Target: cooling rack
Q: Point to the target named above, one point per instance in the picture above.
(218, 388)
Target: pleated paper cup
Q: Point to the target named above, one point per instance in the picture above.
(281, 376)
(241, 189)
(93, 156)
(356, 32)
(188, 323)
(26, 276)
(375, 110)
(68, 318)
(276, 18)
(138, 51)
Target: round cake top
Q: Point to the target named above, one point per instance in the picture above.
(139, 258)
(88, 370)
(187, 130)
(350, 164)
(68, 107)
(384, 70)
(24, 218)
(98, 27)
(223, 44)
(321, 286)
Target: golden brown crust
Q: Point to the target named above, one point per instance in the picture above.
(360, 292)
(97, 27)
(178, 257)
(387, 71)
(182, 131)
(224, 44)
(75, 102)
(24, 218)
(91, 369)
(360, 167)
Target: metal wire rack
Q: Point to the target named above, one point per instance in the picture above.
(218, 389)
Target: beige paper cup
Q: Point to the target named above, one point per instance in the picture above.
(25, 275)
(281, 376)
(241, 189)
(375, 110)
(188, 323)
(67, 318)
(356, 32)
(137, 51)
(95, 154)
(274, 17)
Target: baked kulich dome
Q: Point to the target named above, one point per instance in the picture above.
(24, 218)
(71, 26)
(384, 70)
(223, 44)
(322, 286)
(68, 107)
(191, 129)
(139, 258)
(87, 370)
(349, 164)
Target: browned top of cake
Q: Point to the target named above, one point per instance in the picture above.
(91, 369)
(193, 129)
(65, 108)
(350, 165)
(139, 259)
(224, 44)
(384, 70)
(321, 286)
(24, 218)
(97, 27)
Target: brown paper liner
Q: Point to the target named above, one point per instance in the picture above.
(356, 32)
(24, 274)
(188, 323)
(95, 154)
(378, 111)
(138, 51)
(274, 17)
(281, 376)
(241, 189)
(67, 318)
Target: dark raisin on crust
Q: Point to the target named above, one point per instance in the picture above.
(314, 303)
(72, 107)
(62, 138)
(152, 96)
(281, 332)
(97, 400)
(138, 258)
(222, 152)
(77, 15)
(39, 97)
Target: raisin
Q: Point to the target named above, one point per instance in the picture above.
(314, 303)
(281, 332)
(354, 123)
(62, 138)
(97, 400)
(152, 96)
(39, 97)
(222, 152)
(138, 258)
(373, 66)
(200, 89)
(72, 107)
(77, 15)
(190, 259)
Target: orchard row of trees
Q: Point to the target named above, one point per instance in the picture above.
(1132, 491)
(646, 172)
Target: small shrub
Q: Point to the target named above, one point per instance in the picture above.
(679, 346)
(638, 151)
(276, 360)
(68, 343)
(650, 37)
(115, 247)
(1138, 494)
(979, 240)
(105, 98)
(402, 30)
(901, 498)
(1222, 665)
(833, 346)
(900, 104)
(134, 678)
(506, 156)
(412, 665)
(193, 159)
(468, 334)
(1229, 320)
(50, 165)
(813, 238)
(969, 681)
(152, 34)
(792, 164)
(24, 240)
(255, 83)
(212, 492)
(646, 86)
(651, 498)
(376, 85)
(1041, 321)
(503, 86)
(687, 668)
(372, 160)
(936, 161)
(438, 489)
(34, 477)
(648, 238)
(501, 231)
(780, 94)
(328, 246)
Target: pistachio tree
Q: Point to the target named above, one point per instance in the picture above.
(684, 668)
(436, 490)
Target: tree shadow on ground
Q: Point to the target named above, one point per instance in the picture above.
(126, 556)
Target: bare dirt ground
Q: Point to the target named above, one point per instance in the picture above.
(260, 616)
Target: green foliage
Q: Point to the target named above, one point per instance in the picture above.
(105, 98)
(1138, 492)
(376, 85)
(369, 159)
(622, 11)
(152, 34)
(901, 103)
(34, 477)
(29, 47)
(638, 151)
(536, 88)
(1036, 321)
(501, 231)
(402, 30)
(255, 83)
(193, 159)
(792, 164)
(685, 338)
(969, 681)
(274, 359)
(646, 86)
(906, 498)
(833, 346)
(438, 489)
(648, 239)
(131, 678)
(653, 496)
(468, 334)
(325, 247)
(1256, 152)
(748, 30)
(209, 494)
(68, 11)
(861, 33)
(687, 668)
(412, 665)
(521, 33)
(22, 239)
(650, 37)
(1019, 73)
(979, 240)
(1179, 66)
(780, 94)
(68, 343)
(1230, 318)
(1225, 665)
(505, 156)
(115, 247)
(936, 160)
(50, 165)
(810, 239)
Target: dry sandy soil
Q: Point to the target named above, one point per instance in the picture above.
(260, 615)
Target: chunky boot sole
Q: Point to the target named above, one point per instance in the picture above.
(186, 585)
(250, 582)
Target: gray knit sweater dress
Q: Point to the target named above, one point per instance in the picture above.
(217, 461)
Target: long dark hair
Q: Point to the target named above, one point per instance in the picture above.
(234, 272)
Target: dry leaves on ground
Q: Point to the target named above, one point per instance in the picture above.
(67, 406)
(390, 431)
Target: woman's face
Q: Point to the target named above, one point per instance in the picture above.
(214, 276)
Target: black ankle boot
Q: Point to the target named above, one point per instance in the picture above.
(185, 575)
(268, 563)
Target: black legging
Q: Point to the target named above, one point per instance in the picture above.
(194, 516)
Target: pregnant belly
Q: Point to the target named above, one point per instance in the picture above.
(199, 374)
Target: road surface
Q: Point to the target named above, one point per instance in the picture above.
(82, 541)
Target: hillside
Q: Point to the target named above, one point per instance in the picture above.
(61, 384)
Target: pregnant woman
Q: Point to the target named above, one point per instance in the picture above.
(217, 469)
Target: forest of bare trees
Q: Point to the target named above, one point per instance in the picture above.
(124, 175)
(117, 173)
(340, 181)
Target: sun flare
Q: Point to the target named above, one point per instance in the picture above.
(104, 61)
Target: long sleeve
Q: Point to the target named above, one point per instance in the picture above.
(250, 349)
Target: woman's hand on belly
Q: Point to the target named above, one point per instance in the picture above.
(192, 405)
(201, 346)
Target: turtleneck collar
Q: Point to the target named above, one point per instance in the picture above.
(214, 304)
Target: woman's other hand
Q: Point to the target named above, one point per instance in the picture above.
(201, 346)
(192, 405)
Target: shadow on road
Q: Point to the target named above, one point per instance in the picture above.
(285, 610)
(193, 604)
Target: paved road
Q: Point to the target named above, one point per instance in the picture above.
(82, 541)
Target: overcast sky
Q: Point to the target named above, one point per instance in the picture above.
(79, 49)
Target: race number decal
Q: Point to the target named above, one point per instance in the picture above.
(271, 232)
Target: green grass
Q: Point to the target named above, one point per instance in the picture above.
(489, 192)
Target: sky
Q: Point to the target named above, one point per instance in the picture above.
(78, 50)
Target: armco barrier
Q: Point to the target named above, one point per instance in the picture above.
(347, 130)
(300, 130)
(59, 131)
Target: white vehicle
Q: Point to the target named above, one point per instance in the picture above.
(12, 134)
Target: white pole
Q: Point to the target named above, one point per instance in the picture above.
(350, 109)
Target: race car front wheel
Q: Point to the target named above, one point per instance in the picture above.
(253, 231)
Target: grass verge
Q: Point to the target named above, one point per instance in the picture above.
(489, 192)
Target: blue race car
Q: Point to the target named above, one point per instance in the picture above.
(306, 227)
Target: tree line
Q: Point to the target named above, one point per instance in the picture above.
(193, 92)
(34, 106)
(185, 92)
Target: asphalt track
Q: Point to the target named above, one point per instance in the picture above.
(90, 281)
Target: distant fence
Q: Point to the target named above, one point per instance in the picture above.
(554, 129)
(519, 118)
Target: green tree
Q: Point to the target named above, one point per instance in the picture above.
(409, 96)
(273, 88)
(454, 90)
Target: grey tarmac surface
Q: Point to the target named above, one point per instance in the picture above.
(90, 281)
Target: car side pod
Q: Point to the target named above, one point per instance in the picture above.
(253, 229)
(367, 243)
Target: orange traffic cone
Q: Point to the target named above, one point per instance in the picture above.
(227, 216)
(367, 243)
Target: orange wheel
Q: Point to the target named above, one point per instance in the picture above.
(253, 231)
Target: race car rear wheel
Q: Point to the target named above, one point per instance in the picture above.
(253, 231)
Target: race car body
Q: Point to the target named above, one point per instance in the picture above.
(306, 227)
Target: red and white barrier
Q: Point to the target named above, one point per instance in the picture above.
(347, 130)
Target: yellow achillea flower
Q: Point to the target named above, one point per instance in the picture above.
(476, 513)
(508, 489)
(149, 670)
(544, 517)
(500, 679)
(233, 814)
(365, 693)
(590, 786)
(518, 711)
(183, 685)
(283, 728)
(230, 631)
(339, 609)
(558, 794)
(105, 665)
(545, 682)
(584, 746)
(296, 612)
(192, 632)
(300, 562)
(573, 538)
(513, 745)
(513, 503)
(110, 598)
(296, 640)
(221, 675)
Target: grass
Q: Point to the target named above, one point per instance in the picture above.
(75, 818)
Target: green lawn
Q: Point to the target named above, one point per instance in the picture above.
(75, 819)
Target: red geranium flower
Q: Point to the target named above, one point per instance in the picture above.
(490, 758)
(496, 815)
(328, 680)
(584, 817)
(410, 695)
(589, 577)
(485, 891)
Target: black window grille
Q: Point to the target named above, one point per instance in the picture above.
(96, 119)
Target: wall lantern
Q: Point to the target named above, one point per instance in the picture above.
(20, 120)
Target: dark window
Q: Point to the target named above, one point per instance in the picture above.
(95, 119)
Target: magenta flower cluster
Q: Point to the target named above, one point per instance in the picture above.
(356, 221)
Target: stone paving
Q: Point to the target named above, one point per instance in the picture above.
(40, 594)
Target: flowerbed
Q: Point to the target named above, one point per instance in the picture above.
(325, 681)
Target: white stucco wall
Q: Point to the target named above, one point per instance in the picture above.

• [Task requirements]
Can you retype, word for word, the part of the items that opens with the line containing "Target: stone paving" and runs through the final line of the items, including both ends?

• [Completed task]
Target: stone paving
Q: Point to the target named above, one point per instance in the picture above.
(40, 594)
Target: flowerbed
Q: Point to the target named above, one point per instance in the picture above.
(325, 681)
Target: white stucco wall
Q: Point to the target named above, one point per instance in the picture above.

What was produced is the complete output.